'''

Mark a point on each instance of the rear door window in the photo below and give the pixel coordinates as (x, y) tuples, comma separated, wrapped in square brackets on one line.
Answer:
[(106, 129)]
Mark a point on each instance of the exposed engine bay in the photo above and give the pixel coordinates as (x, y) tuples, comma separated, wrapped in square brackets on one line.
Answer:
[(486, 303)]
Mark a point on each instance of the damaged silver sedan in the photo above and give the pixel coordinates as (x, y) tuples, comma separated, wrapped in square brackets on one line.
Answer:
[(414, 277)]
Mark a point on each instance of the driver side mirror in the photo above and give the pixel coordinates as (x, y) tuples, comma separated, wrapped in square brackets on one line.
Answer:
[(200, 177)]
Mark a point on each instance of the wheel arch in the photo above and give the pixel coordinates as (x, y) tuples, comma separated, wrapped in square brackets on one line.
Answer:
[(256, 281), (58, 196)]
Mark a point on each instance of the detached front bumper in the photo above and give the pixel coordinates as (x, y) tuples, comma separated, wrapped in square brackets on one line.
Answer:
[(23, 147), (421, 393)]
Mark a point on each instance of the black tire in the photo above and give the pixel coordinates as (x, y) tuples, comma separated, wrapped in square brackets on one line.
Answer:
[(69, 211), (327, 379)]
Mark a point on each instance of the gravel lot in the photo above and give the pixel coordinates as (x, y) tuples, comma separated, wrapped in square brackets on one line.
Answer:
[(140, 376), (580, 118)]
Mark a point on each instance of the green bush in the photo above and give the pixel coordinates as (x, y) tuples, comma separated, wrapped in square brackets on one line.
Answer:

'''

• Work to do
Please repeat the entire listing above verbatim, keeping every line as it appears.

• Reply
Mark a point on each instance of the rear door window in the photo below and give the pixel coordinates as (x, y) tuples, comma separated, wrapped in square brackets on one line.
Answer:
[(106, 129)]
Mark a point on each instance of the exposed engine bay in the photo above and give the pixel coordinates as (x, y) tuples, comma separated, wrapped in square brackets on one line.
Answer:
[(486, 303)]
Mark a point on each instance of the damaged silver sedan in the photo above and give the pixel coordinates as (x, y) tuples, comma separated, wrapped in square brackets on one line.
Answer:
[(414, 277)]
Mark a point on each instance of the driver side mirror in the photo above and give the pixel coordinates as (x, y) tuples, comma separated, wrapped in square brackets on one line.
Answer:
[(200, 177)]
Mark a point on each instance of the wheel arch in the photo above and give the pixel coordinates as (x, y) tuples, comma separated, wrapped in square brackets on one line.
Answer:
[(256, 281), (58, 196)]
Mark a point on each instance of the detached front bumper in the photo above and give the pixel coordinates as (x, y) tuples, comma separated, wrapped in square brackets on one line.
Answer:
[(23, 147), (421, 393)]
Mark a point on each instance of the black tire in the photo above and give the pixel coordinates as (x, y) tuples, comma separated, wrapped in square brackets on one line.
Answer:
[(69, 211), (327, 379)]
Mark a point on each instance of the gravel lot in the photo above and give the pixel coordinates as (x, y) tuples, comma separated, wrapped in square brackets on one line.
Answer:
[(140, 376), (580, 118)]
Mark a point on each instance of the green bush in the photo above and give the pixel coordinates as (x, y) tuples, comma separated, wrapped in square brackets on one line.
Answer:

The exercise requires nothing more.